**Your goal:** Output every line from the start of the data records through the line containing "(0, 33), (11, 81)", both included, as a Markdown table with the columns Row and Line, where Row numbers each line and Line holds its text. Leave out blank lines.
====== Exercise material
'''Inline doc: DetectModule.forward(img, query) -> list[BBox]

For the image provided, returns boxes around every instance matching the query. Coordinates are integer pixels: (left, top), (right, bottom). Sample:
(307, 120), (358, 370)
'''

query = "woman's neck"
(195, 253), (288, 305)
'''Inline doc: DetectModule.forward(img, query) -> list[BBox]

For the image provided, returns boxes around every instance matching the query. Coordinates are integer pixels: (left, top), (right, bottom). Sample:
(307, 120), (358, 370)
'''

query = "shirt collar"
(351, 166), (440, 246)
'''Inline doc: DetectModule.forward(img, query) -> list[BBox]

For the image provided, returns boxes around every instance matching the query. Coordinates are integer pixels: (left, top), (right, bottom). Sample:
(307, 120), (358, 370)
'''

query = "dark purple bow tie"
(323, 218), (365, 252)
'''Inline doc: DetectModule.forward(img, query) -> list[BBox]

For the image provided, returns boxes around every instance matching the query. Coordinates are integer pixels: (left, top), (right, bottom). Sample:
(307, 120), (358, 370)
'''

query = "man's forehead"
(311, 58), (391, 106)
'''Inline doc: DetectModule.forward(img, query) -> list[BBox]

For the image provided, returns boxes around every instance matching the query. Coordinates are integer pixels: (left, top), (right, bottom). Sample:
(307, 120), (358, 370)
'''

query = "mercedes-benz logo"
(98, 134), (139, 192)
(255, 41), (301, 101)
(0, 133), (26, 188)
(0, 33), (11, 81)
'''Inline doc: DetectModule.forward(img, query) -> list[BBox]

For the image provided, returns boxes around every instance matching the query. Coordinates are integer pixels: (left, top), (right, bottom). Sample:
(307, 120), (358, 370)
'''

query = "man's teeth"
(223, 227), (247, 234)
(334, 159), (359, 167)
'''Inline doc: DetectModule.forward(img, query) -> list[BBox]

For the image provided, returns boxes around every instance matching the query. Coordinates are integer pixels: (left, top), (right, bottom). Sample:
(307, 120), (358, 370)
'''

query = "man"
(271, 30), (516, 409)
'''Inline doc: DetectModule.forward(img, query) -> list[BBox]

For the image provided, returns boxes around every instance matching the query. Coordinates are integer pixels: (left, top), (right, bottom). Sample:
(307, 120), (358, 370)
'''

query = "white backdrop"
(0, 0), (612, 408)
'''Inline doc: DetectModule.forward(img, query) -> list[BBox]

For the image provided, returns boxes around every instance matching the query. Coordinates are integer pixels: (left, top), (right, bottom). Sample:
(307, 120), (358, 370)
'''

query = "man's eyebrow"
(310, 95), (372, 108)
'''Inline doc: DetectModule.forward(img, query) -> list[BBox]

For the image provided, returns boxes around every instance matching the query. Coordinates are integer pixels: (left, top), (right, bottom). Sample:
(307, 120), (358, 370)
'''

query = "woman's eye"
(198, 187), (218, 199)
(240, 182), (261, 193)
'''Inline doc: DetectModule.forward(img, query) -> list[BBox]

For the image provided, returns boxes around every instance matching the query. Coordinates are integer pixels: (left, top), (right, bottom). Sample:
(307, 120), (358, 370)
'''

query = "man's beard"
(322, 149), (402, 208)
============
**Task solution:**
| Row | Line |
|---|---|
| 1 | '''Inline doc: DetectModule.forward(img, query) -> list[BBox] |
| 2 | For the image provided, returns boxes around every instance matching the query. Coordinates are integer pixels: (left, top), (right, bottom). Sample: |
| 3 | (307, 120), (358, 370) |
| 4 | ''' |
| 5 | query = "woman's neck" |
| 6 | (195, 253), (288, 305) |
| 7 | '''Inline doc: DetectModule.forward(img, query) -> list[BBox] |
| 8 | For the image provided, returns boxes around every instance matching the query. Coordinates are integer pixels: (left, top), (right, bottom). Sample: |
| 9 | (307, 120), (358, 370) |
| 10 | ''' |
| 11 | query = "shirt collar" |
| 12 | (351, 166), (440, 246) |
| 13 | '''Inline doc: DetectModule.forward(img, query) -> list[BBox] |
| 14 | For the image provided, returns boxes around every instance matching the query. Coordinates are integer pixels: (left, top), (right, bottom). Sample: |
| 15 | (307, 120), (358, 370) |
| 16 | ''' |
| 17 | query = "dark purple bow tie" |
| 18 | (323, 218), (365, 252) |
| 19 | '''Inline doc: DetectModule.forward(img, query) -> list[BBox] |
| 20 | For the image provided, returns boxes around every instance matching the query. Coordinates are integer pixels: (left, top), (right, bottom). Sample: |
| 21 | (307, 120), (358, 370) |
| 22 | ''' |
| 23 | query = "man's forehead" |
| 24 | (311, 58), (391, 106) |
| 25 | '''Inline doc: DetectModule.forward(img, query) -> list[BBox] |
| 26 | For the image provided, returns boxes around every instance matching the query. Coordinates are integer pixels: (left, top), (right, bottom). Sample: |
| 27 | (307, 120), (358, 370) |
| 28 | ''' |
| 29 | query = "mercedes-benz logo" |
| 30 | (98, 134), (139, 192) |
| 31 | (255, 41), (301, 101) |
| 32 | (0, 133), (26, 188) |
| 33 | (0, 33), (11, 81) |